▶ [YOUR ASSIGNMENT]: Repeat all the data word for word.

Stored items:
+ + +
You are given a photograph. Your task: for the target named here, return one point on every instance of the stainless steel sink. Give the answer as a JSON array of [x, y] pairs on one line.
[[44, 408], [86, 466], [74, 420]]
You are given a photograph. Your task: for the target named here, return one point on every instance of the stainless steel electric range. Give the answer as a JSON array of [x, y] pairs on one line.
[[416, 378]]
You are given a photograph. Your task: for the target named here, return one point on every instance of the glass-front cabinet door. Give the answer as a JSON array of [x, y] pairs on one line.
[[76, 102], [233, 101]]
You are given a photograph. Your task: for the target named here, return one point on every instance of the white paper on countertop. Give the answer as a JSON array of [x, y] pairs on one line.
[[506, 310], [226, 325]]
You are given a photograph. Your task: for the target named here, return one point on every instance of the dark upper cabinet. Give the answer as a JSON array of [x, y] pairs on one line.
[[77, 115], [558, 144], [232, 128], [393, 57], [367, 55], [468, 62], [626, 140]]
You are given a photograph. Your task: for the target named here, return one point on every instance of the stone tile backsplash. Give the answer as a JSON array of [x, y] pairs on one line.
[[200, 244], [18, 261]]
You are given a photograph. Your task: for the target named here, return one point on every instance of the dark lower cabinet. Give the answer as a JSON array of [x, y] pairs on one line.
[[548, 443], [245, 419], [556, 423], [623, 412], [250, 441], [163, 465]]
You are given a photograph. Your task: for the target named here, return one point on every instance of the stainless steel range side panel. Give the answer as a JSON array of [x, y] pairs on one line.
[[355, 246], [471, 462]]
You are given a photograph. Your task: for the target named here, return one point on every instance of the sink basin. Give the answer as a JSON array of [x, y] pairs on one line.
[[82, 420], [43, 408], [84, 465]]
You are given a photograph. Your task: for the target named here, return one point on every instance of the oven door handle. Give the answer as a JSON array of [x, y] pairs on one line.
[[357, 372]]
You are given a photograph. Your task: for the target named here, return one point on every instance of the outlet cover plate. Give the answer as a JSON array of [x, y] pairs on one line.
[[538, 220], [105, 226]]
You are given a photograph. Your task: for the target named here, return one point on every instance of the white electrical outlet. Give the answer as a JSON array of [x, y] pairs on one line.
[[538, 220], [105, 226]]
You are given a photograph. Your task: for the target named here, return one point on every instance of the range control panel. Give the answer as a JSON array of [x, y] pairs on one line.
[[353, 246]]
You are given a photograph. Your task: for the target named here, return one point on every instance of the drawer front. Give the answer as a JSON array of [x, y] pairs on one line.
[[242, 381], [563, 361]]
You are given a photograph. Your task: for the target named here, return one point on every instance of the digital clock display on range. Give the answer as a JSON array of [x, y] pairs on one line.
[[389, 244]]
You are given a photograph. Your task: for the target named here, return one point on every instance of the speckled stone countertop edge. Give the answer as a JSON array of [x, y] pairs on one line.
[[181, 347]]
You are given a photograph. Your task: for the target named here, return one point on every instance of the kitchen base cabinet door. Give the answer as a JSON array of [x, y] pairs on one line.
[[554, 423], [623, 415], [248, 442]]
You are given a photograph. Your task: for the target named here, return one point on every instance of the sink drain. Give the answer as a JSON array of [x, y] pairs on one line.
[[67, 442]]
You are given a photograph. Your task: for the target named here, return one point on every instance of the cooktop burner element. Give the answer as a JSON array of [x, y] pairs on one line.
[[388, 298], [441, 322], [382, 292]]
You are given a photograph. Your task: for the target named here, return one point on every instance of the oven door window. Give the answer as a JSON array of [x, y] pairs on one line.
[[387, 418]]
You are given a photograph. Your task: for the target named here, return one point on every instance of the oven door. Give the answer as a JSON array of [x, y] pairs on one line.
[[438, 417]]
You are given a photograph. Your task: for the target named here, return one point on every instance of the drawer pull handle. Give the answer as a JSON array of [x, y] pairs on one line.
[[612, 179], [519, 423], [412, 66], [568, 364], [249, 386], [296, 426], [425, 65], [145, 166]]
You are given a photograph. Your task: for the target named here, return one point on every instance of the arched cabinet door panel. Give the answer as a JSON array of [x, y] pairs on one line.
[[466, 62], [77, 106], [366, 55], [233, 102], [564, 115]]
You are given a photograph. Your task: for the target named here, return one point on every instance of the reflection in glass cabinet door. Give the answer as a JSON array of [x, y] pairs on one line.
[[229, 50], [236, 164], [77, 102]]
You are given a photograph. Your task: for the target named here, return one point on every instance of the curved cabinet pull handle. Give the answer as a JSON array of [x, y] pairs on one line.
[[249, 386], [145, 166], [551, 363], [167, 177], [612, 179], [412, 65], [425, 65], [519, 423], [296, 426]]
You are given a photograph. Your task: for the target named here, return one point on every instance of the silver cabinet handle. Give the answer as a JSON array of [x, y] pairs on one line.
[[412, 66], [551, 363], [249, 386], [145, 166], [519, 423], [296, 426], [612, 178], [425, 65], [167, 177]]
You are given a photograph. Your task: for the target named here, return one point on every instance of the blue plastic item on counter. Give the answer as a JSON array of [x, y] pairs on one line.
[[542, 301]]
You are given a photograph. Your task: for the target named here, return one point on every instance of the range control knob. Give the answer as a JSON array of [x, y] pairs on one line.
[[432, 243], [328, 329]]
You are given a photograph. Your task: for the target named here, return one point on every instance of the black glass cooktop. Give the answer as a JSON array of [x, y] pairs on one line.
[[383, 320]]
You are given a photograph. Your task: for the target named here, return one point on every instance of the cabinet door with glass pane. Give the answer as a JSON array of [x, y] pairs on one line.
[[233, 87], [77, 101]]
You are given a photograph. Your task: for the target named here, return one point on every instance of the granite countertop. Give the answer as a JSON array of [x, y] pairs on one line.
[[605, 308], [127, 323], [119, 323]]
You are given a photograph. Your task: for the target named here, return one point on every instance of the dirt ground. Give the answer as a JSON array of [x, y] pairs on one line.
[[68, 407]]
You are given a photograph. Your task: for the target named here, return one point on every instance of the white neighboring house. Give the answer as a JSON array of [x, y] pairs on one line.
+ + +
▶ [EXERCISE SOLUTION]:
You are given a photograph. Your task: for the target named here, return one point on every instance of the stainless steel sink. Give the answer as a JSON array of [x, y] pairs on one line.
[[44, 408], [86, 466], [74, 420]]
You are given a photograph. Your task: for the target named here, return one point on every instance of the stainless steel electric range. Give the answer as a JSON array of [x, y] pairs on one line.
[[416, 378]]
You are given a photograph. Your task: for the target named here, return one point on every instance of the glass-front cabinet door. Give the answer as a JSON array of [x, y] pairs on one line.
[[76, 102], [233, 101]]
You are given a photograph. Your task: for the target named here, return one point on every instance of the white paper on countertop. Give the answer as a JSON array of [x, y] pairs on one line.
[[506, 310], [226, 325]]
You are given a photograph. Your task: for the target named here, return one point on every instance of the dark upper cabinet. Give the answer as a JSON array of [x, y] pairs on one line.
[[77, 115], [558, 144], [232, 128], [393, 57], [367, 55], [468, 62], [626, 140]]
You are given a photograph. Your task: for the target named here, return one point on every instance of the stone tile backsplash. Give the answer as a JSON array of [x, y] pairs on one line.
[[200, 244], [18, 261]]
You are given a photograph. Your task: for the target named here, return one point on every instance of the dark lower cabinet. Give the answer as a JSON array of [x, y] pairs on one line.
[[548, 443], [245, 419], [556, 423], [623, 412], [250, 441], [163, 465]]
You are given a photograph. Your task: for the target named here, return one point on every instance of the stainless steel range side panel. Give the answer as a JSON array of [x, y] pairs on one line.
[[355, 246], [471, 462]]
You are given a photograph. Your task: for the target named here, return one point on every instance of the sink basin. Give the answer as a JSON array of [x, y] pairs on one line.
[[82, 420], [43, 408], [84, 465]]
You are given a photograph. Your task: for the target named here, return one point on every instance of the oven door handle. Give the answer as a JSON array of [x, y] pairs on one line.
[[357, 372]]
You are given a photograph. Your task: for the target named here, return one point on every instance of the outlet cover plate. Give the answer as a JSON array of [x, y] pairs on one line.
[[538, 220], [105, 226]]
You are given a photograph. Your task: for the target named here, return one point on every instance of the white electrical outlet. Give the answer as a JSON array of [x, y] pairs on one line.
[[538, 220], [105, 226]]
You are given a photograph. Your task: for the target named here, return one point on every instance of the range control panel. Give the answer as a JSON array of [x, y] pairs on one line.
[[353, 246]]
You are given a photograph. Your task: for the target named here, return one point on every instance of the drawer front. Give the answer as a JSON array of [x, y] pairs on one line.
[[242, 381], [563, 361]]
You are given a photograph. Your task: for the target named here, return one point on every instance of the digital clock display on range. Give the answer as a JSON array of [x, y] pairs on one line.
[[389, 244]]
You are given a photograph. Your task: for the target named here, return one point on every instance of the speckled stone countertop edge. Give the answer as a JSON array of [x, y] pairs on one line.
[[181, 347]]
You are given a photograph. Your task: for the target named here, return one point on every instance of the kitchen base cabinet door. Give the answer as a JSON array of [x, y] pairs on one line.
[[554, 423], [623, 415], [248, 442]]
You are given a photograph. Your task: for the target named here, return one point on every instance of the sink drain. Give the answer as a JSON array of [x, y] pairs on one line.
[[67, 442]]
You are given a photograph. Your task: for the target named here, return one point on every instance of the cooktop burner element. Give the answer as a JSON array of [x, y] pairs on one line.
[[388, 298], [441, 322], [382, 292]]
You are given a photograph. Your task: for the target named here, return one point on every instance of the oven door window. Give the answer as a JSON array of [x, y] pairs on one line.
[[387, 418]]
You are given a photograph. Your task: for the target named here, return one point on every instance of the oven door. Give the answer as a JSON array of [x, y] pairs on one line.
[[438, 417]]
You are given a photograph. Your task: for the target named here, return one point on every instance of the drawer pull handle. Give the answer as a JSON array of [x, y] pairs on one line.
[[612, 179], [519, 423], [412, 66], [568, 364], [249, 386], [296, 426], [425, 65], [145, 166]]
You are given a photograph. Your task: for the target named here, return one point on every instance of the arched cabinet door panel. Give the answer as a JSON array of [x, y] pairs on one line.
[[466, 62], [77, 106], [366, 55], [233, 102], [564, 115]]
You are given a photograph. Your task: for the target named here, return one point on every instance of the reflection in glass cabinet door. Give the answer as a JSON array of [x, y] pairs on one line.
[[229, 50], [236, 164], [77, 102]]
You are given a photograph. Your task: for the target named here, return one point on every instance of the curved cabinet pull handle. Give the answer as a JSON array of [x, y] pairs on one line.
[[249, 386], [145, 166], [551, 363], [167, 177], [612, 179], [412, 65], [425, 65], [519, 423], [296, 426]]
You are given a photograph. Your task: for the target named here, return one point on every instance of the silver cabinet handle. Give the answer as a JSON array of [x, y] pairs on one line.
[[412, 66], [551, 363], [249, 386], [145, 166], [519, 423], [296, 426], [612, 178], [425, 65], [167, 177]]
You are given a photograph. Your task: for the target named here, return one point on every instance of the blue plastic item on counter. Give the answer as a JSON array of [x, y] pairs on one line.
[[542, 301]]
You are given a photograph. Your task: for the target named here, return one point on every instance of the range control knob. Give the answer as a JSON array of [x, y] pairs on one line.
[[432, 243], [328, 329]]
You are given a photograph. Your task: for the target named here, return one point on every instance of the black glass cooktop. Give the answer as a JSON array of [x, y] pairs on one line.
[[383, 320]]
You are given a photograph. Your task: for the target named here, return one point on every instance of the cabinet door with glass pane. Give the answer as a JSON array of [x, y] pairs on one line.
[[233, 87], [77, 101]]
You are given a photograph. Your task: for the target named here, return one point on every instance of the granite countertop. Give the answer as a JSON array of [x, y] pairs on one line.
[[605, 308], [127, 323], [119, 323]]
You are given a photograph. Your task: for the target named here, return one point on every instance of the dirt ground. Give the answer as a JSON array of [x, y] pairs on one line.
[[68, 407]]
You are given a photograph. Your task: for the target named here, return one point on every instance of the white neighboring house. Give the answer as a JSON array of [x, y] pairs on one line.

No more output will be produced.